(Given text Opens)

Gary was hired by Services for Visual Impairment, and would ride the Denver Bus System to every nook and cranny of the Metro Area. As time went on, he moved up in the system, eventually  becoming the Director of Services for People with Visual Impairment and Blindness for the State of Colorado. Gary would fearlessly get on a Greyhound Bus to Durango or Grand Junction, not knowing the layout of the destination city. When he would arrive, he would find a pay phone and use his flawless memory to call the local Rehab Office to get a ride there. He and Janis got married, and Janis had a distinguished career of her own as Teacher of Blind Students in the Schools in Jefferson County. They wanted kids, but couldn't have them. Gary made concerted efforts to forgive his father for the violence he experienced as a child, and worked hard to get to know his mother better, not holding her fleeing from his side as a baby due to his blindness against her.

The intensity of our friendship was diluted somewhat by my taking a job in Greeley, Colorado, first at The University, then at the Community Services Board for Persons With Developmental Disabilities. When our first daughter was born, we had a beautiful present from Gary and Janis. When our second child, a child with a severe disability was born, I could not think of a more fitting couple to be her godparents than Janis and Gary. They kindly came to Greeley and took part in our daughter's christening. Time marched on, and the next time I spoke with Gary and Janis, he mentioned that he had been diagnosed with a rare form of testicular cancer. I heard him express the determination I had heard so many times before, and believed him when he said he would beat the cancer.

About 9 months later, having spoken by phone many times, I was told by a mutual friend that Gary was being given a terminal diagnosis, and that it would be wonderful if I came down to take Gary to dinner and to have a "session over beers" like the old days. When I saw him at his office, I was grateful he couldn't see my reaction to his appearance, which was stunning. His cancer had spread to his lymph system, and he had a huge tumor sticking out of his neck, and his usual pale complexion was ghostly white. We spoke with each other over beers for as long as his stamina held out. I dropped him off at home, and gave Janis a hug.

(Given text Closes)
(Given information Opens)

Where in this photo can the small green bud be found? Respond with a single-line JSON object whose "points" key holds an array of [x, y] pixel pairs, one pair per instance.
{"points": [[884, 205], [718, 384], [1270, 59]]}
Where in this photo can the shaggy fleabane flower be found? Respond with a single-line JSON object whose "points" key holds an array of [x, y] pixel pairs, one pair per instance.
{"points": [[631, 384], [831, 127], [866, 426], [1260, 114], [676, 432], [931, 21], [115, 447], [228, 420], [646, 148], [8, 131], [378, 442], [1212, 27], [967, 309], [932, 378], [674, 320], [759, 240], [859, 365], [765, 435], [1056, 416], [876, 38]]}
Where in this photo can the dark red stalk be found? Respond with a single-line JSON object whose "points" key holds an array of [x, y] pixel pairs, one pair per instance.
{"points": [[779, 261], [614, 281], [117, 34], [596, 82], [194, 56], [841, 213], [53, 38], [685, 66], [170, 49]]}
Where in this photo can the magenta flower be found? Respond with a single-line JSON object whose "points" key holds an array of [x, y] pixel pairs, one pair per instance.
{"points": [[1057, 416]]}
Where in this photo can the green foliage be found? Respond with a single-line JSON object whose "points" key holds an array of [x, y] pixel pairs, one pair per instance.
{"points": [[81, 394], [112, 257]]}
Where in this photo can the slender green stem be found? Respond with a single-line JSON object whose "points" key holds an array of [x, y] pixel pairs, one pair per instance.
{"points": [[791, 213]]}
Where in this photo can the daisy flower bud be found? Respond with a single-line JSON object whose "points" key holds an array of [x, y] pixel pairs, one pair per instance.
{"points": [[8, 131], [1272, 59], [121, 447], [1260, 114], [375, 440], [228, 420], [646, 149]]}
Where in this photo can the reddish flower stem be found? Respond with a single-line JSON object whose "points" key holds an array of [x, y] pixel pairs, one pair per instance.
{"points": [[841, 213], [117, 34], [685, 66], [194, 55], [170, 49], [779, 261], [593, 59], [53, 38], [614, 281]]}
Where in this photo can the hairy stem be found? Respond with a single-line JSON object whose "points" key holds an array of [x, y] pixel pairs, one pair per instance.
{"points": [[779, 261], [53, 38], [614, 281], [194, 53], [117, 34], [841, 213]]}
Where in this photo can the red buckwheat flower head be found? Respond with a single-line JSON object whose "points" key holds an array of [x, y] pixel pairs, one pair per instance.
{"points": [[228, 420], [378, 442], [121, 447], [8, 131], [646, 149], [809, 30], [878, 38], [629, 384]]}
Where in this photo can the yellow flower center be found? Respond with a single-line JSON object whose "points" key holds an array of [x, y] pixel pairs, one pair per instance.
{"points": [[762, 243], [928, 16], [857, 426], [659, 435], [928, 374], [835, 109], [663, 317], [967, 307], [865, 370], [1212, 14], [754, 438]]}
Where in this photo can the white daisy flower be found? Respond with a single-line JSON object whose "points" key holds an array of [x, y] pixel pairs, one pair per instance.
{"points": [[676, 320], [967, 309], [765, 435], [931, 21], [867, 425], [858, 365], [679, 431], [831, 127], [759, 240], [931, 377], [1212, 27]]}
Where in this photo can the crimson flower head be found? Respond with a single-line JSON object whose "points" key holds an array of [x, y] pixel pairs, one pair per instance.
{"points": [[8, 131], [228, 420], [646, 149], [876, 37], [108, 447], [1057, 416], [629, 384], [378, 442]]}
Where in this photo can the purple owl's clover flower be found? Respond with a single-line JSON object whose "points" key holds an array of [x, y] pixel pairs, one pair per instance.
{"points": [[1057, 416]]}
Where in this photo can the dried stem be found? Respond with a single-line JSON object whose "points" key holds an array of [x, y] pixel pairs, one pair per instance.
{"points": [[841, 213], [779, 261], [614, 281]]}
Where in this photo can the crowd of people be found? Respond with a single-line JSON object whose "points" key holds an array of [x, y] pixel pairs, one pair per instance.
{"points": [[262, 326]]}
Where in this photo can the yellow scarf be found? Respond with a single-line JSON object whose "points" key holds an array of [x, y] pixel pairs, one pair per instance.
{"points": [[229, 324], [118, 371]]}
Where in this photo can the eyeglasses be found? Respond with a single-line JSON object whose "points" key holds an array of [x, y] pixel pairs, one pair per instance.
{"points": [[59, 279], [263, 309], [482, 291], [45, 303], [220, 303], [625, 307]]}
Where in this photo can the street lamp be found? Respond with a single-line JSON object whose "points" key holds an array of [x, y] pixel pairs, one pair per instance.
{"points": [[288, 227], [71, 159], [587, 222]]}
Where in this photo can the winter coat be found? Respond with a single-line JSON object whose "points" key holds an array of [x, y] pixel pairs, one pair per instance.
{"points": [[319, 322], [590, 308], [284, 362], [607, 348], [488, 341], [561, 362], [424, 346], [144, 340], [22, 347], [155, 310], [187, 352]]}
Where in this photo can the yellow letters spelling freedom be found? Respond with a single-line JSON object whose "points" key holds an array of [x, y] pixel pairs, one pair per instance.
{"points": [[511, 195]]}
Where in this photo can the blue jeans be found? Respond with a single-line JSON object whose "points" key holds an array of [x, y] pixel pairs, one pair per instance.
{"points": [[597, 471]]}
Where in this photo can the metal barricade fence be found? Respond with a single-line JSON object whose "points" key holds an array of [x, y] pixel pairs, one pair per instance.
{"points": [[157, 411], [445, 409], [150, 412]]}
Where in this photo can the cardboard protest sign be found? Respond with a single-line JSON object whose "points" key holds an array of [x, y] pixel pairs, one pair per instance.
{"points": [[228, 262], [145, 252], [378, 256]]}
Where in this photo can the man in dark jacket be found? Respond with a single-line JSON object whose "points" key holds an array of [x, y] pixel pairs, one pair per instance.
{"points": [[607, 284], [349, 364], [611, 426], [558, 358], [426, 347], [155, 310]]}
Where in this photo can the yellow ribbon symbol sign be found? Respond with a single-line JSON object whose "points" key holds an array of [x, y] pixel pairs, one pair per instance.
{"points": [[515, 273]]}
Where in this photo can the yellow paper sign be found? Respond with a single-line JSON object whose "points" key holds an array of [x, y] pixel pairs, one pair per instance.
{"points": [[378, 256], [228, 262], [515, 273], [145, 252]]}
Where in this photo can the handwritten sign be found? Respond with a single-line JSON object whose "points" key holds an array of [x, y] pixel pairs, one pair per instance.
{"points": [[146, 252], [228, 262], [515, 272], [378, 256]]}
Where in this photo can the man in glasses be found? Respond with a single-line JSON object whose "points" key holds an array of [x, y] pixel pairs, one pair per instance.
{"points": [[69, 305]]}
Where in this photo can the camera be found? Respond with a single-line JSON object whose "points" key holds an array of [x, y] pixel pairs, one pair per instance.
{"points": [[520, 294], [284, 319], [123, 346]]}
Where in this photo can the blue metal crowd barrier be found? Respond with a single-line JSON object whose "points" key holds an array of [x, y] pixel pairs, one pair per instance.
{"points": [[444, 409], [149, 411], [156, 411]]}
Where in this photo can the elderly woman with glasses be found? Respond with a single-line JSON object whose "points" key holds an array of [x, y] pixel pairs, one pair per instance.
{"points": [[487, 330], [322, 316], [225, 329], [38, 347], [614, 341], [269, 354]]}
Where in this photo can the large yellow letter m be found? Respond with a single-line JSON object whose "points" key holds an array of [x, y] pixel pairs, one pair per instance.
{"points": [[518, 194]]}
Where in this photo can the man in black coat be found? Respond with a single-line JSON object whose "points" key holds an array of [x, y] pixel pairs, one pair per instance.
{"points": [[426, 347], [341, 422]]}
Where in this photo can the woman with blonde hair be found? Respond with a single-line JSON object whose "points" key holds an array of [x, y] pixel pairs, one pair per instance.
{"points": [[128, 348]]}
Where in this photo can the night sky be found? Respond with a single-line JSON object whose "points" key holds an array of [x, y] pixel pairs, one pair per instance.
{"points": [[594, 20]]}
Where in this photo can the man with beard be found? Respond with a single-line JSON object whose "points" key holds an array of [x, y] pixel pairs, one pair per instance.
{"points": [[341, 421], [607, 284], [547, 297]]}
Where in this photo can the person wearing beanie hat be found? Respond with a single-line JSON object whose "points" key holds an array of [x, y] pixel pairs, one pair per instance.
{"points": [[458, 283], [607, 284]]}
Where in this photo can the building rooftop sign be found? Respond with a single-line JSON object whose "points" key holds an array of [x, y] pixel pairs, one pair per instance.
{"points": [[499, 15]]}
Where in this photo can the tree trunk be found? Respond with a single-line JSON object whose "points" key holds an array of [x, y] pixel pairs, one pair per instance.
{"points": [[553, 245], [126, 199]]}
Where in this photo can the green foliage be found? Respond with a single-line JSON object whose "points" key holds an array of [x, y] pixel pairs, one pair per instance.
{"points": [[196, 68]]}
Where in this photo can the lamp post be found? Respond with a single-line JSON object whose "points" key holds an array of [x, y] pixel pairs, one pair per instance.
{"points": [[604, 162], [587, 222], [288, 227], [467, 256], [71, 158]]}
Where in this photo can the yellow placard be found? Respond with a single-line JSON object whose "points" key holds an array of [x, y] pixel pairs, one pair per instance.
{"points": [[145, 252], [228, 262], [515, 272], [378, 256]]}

(Given information Closes)

» Actions to take:
a. For each statement, say whether it agrees with the passage about Gary. Answer yes or no and quote the words from the passage that decide it.
(i) Gary eventually headed the state of Colorado's services for people with visual impairment and blindness.
(ii) Gary and Janis had children of their own.
(iii) Gary described his cancer as a rare form of testicular cancer.
b. Repeat word for word the part of the passage about Gary starting with "About 9 months" and going on through "Janis a hug.".
c. Carry on the passage about Gary from the point where it stops.
The material has no connection to the passage about Gary.

» Task responses:
a.
(i) Yes: "eventually  becoming the Director of Services for People with Visual Impairment and Blindness for the State of Colorado"
(ii) No: "They wanted kids, but couldn't have them."
(iii) Yes: "he mentioned that he had been diagnosed with a rare form of testicular cancer"

b.
About 9 months later, having spoken by phone many times, I was told by a mutual friend that Gary was being given a terminal diagnosis, and that it would be wonderful if I came down to take Gary to dinner and to have a "session over beers" like the old days. When I saw him at his office, I was grateful he couldn't see my reaction to his appearance, which was stunning. His cancer had spread to his lymph system, and he had a huge tumor sticking out of his neck, and his usual pale complexion was ghostly white. We spoke with each other over beers for as long as his stamina held out. I dropped him off at home, and gave Janis a hug.

c.
I asked the Colorado Rehabilitation Association to give Gary an award that fall, which they kindly did, with Janis accepting the award in Gary's stead. By that time, he was bedridden, and could not speak. Janis read the award to him. He died that winter, and his funeral Mass was attended by close to a thousand people. I was honored to be a pallbearer. In death, he was honored by the professional association of Rehabilitation Teachers and Mobility Specialists with an award in his name given to the person most exemplifying the excellence Gary pioneered as a Rehabilitation Teacher, Counselor, and State Director.

When I recently "googled" his name, the only evidence I could find of Gary's life was the Award bearing his name. I became determined to ensure that the name of Gary Schmidt, my friend, my colleague, my daughter's godparent, and my hero, would not be forgotten. Every person should have a friend like Gary. His life was a story of love winning over evil, peace winning over violence, kindness triumphing over anger, and faith overwhelming and destroying doubt. His funeral service speaker said that Gary would not know blindness in his afterlife. I think Gary would have been okay either way, as his blindness was such a small part of his inspirational life.